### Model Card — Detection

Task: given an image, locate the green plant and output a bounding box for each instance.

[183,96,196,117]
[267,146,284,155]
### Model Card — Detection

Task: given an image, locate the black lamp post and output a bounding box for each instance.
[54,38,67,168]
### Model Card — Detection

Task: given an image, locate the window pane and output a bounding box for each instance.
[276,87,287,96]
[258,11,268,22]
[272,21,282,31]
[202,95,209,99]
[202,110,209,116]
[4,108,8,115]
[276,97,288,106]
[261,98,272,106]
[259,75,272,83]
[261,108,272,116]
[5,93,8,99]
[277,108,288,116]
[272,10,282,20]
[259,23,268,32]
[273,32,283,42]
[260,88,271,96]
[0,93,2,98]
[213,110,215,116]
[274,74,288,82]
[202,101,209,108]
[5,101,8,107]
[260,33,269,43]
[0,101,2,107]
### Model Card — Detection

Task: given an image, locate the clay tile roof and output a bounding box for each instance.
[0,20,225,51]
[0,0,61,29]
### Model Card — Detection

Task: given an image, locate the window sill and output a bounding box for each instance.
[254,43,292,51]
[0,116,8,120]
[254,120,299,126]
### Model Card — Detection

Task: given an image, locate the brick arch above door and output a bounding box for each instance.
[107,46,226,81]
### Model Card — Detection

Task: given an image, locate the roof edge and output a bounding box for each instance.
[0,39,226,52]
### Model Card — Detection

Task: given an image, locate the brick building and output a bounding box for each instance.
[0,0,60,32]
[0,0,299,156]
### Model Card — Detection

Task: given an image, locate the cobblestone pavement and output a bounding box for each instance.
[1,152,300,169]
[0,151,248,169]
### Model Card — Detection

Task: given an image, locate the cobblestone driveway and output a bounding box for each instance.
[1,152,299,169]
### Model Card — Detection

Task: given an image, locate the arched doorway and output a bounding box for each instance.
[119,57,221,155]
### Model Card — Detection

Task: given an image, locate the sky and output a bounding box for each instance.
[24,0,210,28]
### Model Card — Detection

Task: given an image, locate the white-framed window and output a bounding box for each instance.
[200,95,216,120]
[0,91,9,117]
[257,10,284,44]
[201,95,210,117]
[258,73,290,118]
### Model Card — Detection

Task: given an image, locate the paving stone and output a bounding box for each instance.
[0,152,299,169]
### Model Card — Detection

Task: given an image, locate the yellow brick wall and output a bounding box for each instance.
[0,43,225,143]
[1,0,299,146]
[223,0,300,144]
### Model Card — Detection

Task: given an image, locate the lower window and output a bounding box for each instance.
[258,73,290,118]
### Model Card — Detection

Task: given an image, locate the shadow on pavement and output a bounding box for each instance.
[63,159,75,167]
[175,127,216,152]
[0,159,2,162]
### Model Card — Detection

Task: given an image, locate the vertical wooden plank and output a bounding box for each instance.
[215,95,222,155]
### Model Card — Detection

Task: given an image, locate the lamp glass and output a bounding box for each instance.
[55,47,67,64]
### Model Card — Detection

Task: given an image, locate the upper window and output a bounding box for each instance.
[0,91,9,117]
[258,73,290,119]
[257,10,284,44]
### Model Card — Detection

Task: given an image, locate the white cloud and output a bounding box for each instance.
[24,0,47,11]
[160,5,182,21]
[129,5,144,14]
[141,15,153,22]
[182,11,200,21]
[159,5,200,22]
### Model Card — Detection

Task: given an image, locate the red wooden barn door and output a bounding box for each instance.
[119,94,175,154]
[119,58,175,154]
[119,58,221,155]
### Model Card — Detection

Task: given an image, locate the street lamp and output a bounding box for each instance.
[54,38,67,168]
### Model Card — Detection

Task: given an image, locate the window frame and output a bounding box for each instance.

■ ■ ■

Give back the entire listing above, matching every line exactly.

### Model Card — Detection

Task: given an image, locate the green plant and output a bounding box for each instance.

[183,96,196,117]
[267,146,284,155]
### Model Card — Detection

Task: given an image, locate the black lamp post and output a bounding box for each instance.
[54,38,67,168]
### Model Card — Detection

Task: given an image, locate the window pane and output a bounding box for each instance.
[276,87,287,96]
[258,11,268,22]
[272,21,282,31]
[202,95,209,99]
[202,110,209,116]
[4,108,8,115]
[276,97,288,106]
[261,98,272,106]
[259,75,272,83]
[261,108,272,116]
[5,93,8,99]
[277,108,288,116]
[272,10,282,20]
[259,23,268,32]
[273,32,283,42]
[260,88,271,96]
[0,93,2,98]
[213,110,215,116]
[274,74,288,82]
[202,101,209,108]
[5,101,8,107]
[260,33,269,43]
[0,101,2,107]
### Model Card — Detection

Task: given an image, locate the clay tile roof and output a bounding box for each instance.
[0,20,225,51]
[0,0,61,29]
### Model Card — Detection

Task: given an image, locate the window sill and output a bounding box for each instance.
[254,43,292,51]
[0,116,8,120]
[254,120,299,126]
### Model Card — Detection

Task: given an image, locate the brick arch above door and output a bounding box for each instance.
[107,46,226,81]
### Model Card — Detection

Task: given an image, locate the roof edge and output a bounding box for each instance.
[0,39,226,52]
### Model Card — Detection

Task: given an image, locate the brick building and output a bounding box for each instance.
[0,0,60,32]
[0,0,299,156]
### Model Card — Detection

Task: given an image, locate the cobblestone pavement and output a bounding box for each instance.
[1,152,300,169]
[0,151,248,169]
### Model Card — Detection

Task: given an image, locate the cobblestone driveway and output a bounding box for each instance.
[1,152,299,169]
### Model Card — Detection

Task: given an image, locate the arched doorway and output a bounding box for each instance.
[119,57,221,155]
### Model Card — Detection

Task: given an image, locate the sky and output a bounding box for each instance.
[24,0,210,28]
### Model Card — Detection

Task: given an image, locate the white-framed window and output a bounding box for each instance.
[200,95,216,120]
[0,91,9,117]
[257,10,284,44]
[201,95,210,117]
[258,73,290,118]
### Model Card — Detection

Task: given an image, locate the paving stone and output a bounding box for each instance.
[0,152,299,169]
### Model Card — Detection

Task: given an image, locate the yellow brick wall and output a bounding box for each instance.
[0,43,225,143]
[1,0,299,146]
[223,0,300,144]
### Model Card — Detection

Task: given an image, locate the lower window and output a bounding box for each instance.
[258,73,290,118]
### Model Card — Detection

Task: given an image, locate the shadow on pavement and output a bounding box for each instance.
[63,159,75,167]
[175,127,216,152]
[0,159,2,162]
### Model Card — Detection

Task: given an image, locate the vertical wooden plank and output a bounding box for each instance.
[215,95,222,155]
### Model Card — Detection

Task: given an image, locate the lamp glass and output a bounding box for each instance.
[55,47,67,64]
### Model Card — Detection

Task: given an image, locate the upper window and output a bounding box for each instance.
[0,91,9,117]
[258,73,290,119]
[257,10,284,44]
### Model Card — Detection

Task: given an image, locate the white cloud and output a bounding box for each instance.
[24,0,47,11]
[160,5,182,21]
[129,5,144,14]
[141,15,153,22]
[182,11,200,21]
[159,5,200,22]
### Model Card — Detection

Task: given an image, locate the red wooden barn door and output a bounding box for each instance.
[119,94,175,154]
[119,58,175,154]
[119,58,221,155]
### Model Card — Detection

Task: given an image, locate the street lamp and output a bounding box for each instance.
[54,38,67,168]
### Model Card — Detection

Task: given an image, locate the window frame and output a bounding box for each instance.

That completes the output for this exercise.